== Input data ==
>> start
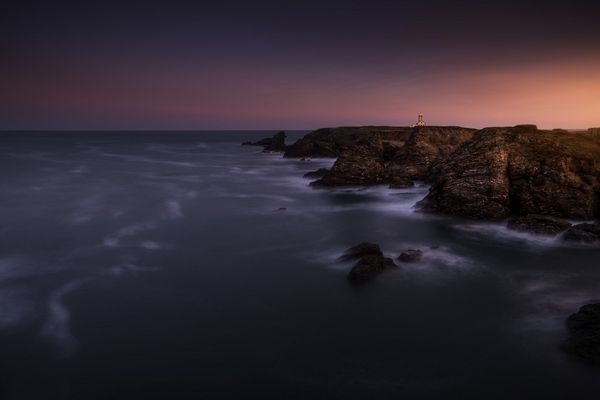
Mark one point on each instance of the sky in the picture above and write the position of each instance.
>> end
>> start
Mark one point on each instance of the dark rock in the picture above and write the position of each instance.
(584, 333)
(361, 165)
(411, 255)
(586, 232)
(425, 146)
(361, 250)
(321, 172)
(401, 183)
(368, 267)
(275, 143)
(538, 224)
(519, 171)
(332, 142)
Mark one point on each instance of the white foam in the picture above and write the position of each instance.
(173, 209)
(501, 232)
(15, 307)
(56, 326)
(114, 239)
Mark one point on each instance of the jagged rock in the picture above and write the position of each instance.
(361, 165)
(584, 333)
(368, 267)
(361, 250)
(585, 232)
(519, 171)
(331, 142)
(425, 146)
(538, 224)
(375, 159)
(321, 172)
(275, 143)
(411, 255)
>> end
== Brief ==
In the preceding entries, how many lines contain the string "above"? Case counts, so reply with the number alone.

== In response ==
4